======== EXTRACT PROVIDED ========
MCC	0.6086	0.6381	0.5634	0.5082	0.6357	0.6439	0.6464
AUC	0.9646	0.9603	0.9571	0.9488	0.9592	0.9640	0.9644
Gmean	0.9262	0.9089	0.9102	0.9115	0.9214	0.9106	0.9146

| Show Table

DownLoad: CSV

This shows that the network framework with a combination of the four methods works best. This network framework extracted more advanced features compared to other network frameworks, and it was the best in terms of the MCC metric. Therefore, we finally chose a combination of four methods as our network framework model for DGA-5mC.

3.3. Performance of DGA-5mC on the training dataset

To analyze the performance of DGA-5mC, we performed a five-fold cross-validation on the training dataset. The five-fold cross-validation performance of the DGA-5mC model on the training dataset is shown in Figure 10. It is not difficult to find that the values of the Sn, SP, ACC, MCC, AUC and Gmean metrics on the training dataset are very stable and fluctuate relatively little, effectively avoiding the problem of overfitting. Therefore, this indicates that the DGA-5mC model had good performance on the training dataset.

Figure 10. Performance of DGA-5mC on the training dataset.

DownLoad: Full-Size Img PowerPoint

The ROC curve of the DGA-5mC model on the training dataset is shown in Figure 11, and the mean value of AUC was 0.9639. The AUC values for each fold of cross-validation were greater than 0.96. This indicates that our proposed DGA-5mC model has good stability.

Figure 11. ROC curve for DGA-5mC on the training dataset.
======== SUPPLIED DATA ========
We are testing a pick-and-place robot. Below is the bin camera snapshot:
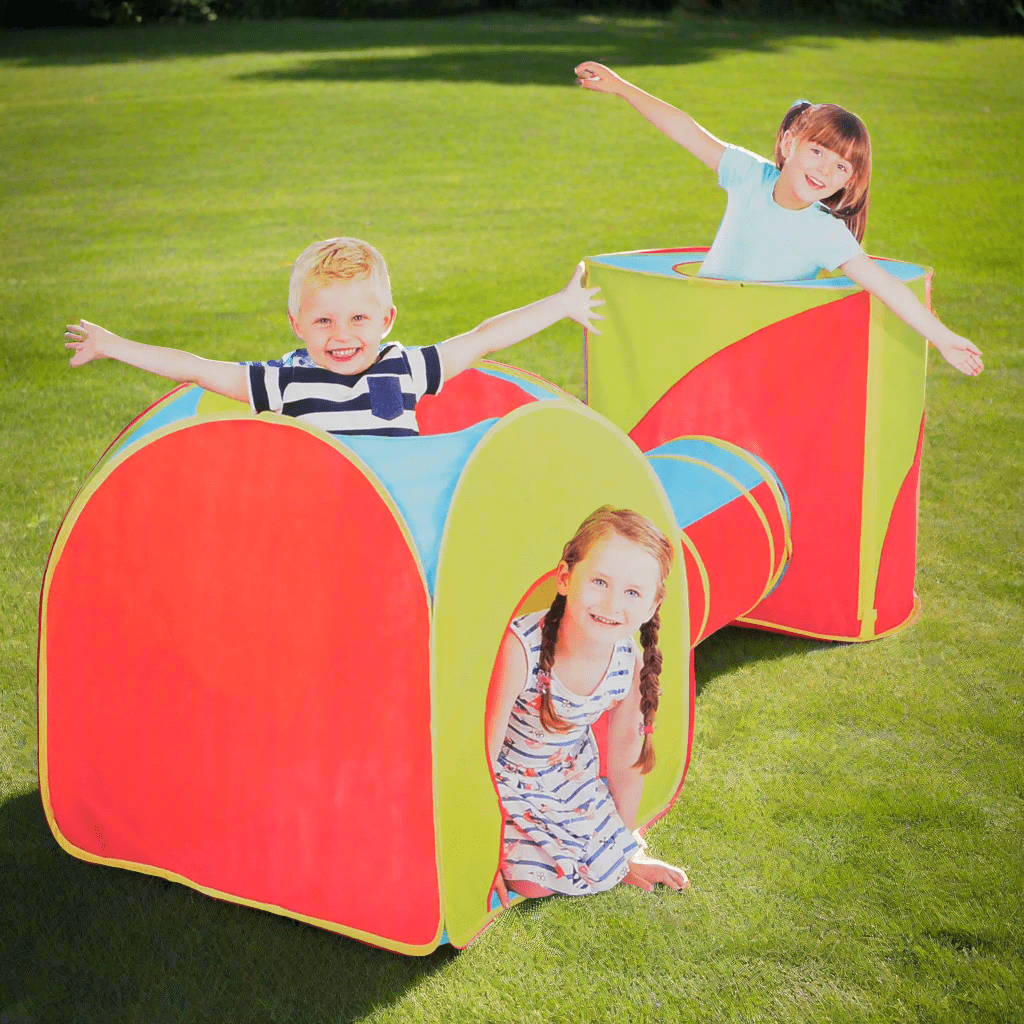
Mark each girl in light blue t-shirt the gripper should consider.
[575,60,983,376]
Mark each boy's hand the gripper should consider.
[65,321,118,367]
[623,853,690,892]
[935,332,985,377]
[558,261,604,334]
[575,60,627,93]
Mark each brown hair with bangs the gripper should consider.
[538,505,673,774]
[775,99,871,242]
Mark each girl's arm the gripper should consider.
[65,321,249,403]
[608,651,690,892]
[607,651,643,828]
[484,630,529,909]
[439,263,604,382]
[575,60,725,171]
[843,253,985,377]
[485,630,528,764]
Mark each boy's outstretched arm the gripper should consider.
[439,263,604,380]
[65,321,249,403]
[575,60,725,171]
[843,253,985,377]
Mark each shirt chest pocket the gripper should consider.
[367,375,406,420]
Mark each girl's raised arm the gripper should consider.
[485,630,528,765]
[843,253,985,377]
[575,60,725,171]
[608,651,690,892]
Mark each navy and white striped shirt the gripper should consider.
[248,341,444,437]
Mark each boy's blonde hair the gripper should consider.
[288,236,393,318]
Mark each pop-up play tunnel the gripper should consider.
[39,365,787,953]
[587,249,931,640]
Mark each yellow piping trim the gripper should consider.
[679,529,711,647]
[733,593,922,643]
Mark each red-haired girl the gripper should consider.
[575,60,983,376]
[486,506,689,906]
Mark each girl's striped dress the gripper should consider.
[495,611,639,895]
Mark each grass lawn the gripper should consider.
[0,9,1024,1024]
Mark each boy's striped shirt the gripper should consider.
[248,342,444,437]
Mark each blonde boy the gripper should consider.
[65,238,604,436]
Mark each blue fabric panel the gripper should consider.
[647,437,774,529]
[588,252,925,288]
[344,419,498,598]
[113,387,204,455]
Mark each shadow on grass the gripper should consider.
[0,793,456,1024]
[0,14,949,87]
[693,626,846,696]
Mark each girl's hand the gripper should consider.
[575,60,627,93]
[559,260,604,334]
[623,853,690,892]
[934,331,985,377]
[65,321,117,367]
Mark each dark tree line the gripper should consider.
[0,0,1024,32]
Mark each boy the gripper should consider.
[65,238,604,437]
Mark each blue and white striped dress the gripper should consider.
[495,611,638,895]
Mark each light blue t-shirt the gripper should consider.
[697,145,863,281]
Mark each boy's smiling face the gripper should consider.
[288,278,396,374]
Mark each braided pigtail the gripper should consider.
[633,608,662,775]
[537,594,572,732]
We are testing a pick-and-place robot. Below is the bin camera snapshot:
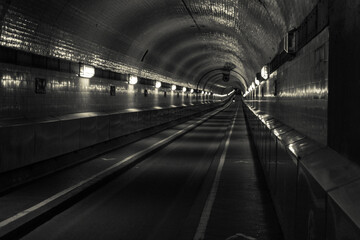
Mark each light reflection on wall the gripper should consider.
[1,74,24,88]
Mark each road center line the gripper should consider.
[0,105,229,230]
[193,107,239,240]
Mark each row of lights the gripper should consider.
[79,64,210,95]
[243,65,270,97]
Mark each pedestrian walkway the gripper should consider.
[204,101,283,240]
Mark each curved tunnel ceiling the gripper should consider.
[0,0,317,92]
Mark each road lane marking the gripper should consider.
[226,233,256,240]
[193,107,239,240]
[0,104,229,230]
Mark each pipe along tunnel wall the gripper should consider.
[244,102,360,240]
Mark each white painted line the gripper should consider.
[193,105,239,240]
[0,105,228,229]
[226,233,256,240]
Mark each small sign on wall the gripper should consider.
[35,78,46,94]
[110,86,116,96]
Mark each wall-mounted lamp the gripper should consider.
[155,81,161,88]
[79,63,95,78]
[129,75,138,85]
[261,65,269,80]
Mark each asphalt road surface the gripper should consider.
[23,105,236,240]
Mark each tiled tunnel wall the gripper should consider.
[244,103,360,240]
[0,63,221,120]
[246,28,329,145]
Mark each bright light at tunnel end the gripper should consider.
[129,75,138,85]
[155,81,161,88]
[79,64,95,78]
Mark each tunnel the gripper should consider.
[0,0,360,240]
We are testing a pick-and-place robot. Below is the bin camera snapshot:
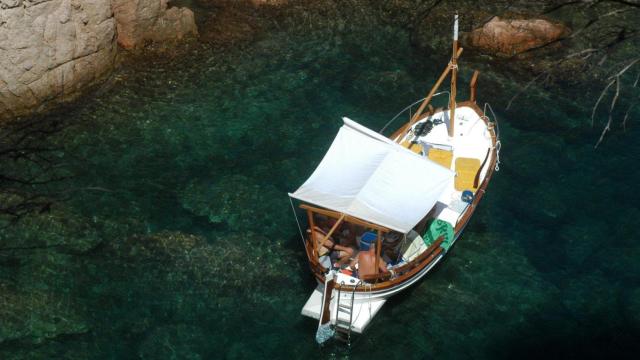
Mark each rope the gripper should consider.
[289,198,305,246]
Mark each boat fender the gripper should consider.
[461,190,473,204]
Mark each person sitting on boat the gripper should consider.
[351,232,388,279]
[313,226,354,263]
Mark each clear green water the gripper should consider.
[0,6,640,359]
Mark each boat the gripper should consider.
[289,15,500,343]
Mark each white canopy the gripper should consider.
[289,118,454,233]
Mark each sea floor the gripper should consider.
[0,4,640,359]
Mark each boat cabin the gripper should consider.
[290,102,496,289]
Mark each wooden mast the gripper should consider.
[392,48,463,143]
[449,13,458,137]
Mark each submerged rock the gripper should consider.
[465,16,570,56]
[179,175,290,233]
[138,324,222,360]
[0,283,89,344]
[0,206,102,253]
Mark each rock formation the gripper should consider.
[0,0,197,121]
[113,0,198,49]
[465,16,569,56]
[0,0,116,120]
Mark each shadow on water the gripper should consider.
[0,1,640,360]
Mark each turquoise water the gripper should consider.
[0,5,640,359]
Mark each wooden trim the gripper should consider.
[361,272,391,283]
[300,204,391,232]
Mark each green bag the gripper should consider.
[422,219,453,251]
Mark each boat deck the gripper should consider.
[401,106,493,228]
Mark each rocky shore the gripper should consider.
[0,0,640,359]
[0,0,197,121]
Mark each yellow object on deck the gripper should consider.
[429,148,453,169]
[455,158,480,192]
[400,140,423,154]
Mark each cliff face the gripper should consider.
[0,0,197,121]
[0,0,116,119]
[113,0,198,49]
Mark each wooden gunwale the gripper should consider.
[301,101,497,293]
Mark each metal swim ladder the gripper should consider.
[335,280,362,345]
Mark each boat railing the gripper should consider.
[482,103,502,171]
[482,103,500,139]
[378,91,451,134]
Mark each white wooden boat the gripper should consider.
[289,16,500,342]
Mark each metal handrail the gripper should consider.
[347,280,362,344]
[378,91,451,134]
[482,103,500,139]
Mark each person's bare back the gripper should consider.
[357,246,387,278]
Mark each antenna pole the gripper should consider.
[449,13,458,137]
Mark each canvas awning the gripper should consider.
[289,118,454,233]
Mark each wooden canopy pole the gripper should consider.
[449,14,458,137]
[376,230,382,275]
[300,204,390,232]
[469,70,480,103]
[311,214,344,255]
[306,209,320,258]
[396,48,464,143]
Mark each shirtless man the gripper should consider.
[351,232,388,279]
[313,226,354,263]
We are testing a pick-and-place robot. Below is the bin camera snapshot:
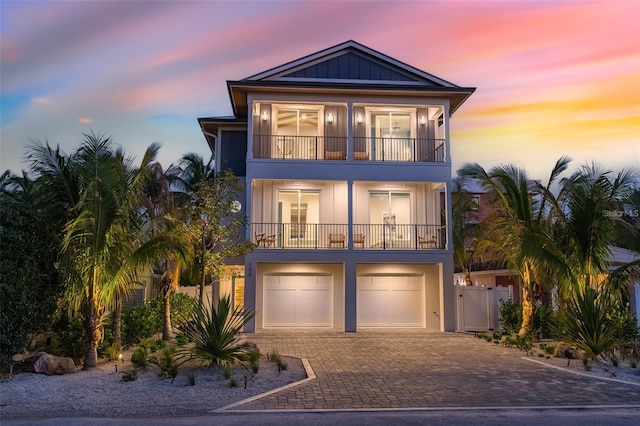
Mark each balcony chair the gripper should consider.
[329,234,345,248]
[353,151,369,160]
[324,151,344,160]
[418,235,438,248]
[256,232,276,247]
========
-- INSTRUCTIONS FOR THE TASK --
Decide whether each statement agrees with the excerpt on DGA-5mC, answering yes or no and quoting the words that decide it.
1. The cross-validation on the training dataset was five-fold.
2. The mean AUC of the DGA-5mC model on the training dataset was below 0.96.
3. At least one fold of the cross-validation had an AUC value below 0.96.

-- ANSWER FOR THE TASK --
1. Yes: "we performed a five-fold cross-validation on the training dataset."
2. No: "the mean value of AUC was 0.9639."
3. No: "The AUC values for each fold of cross-validation were greater than 0.96."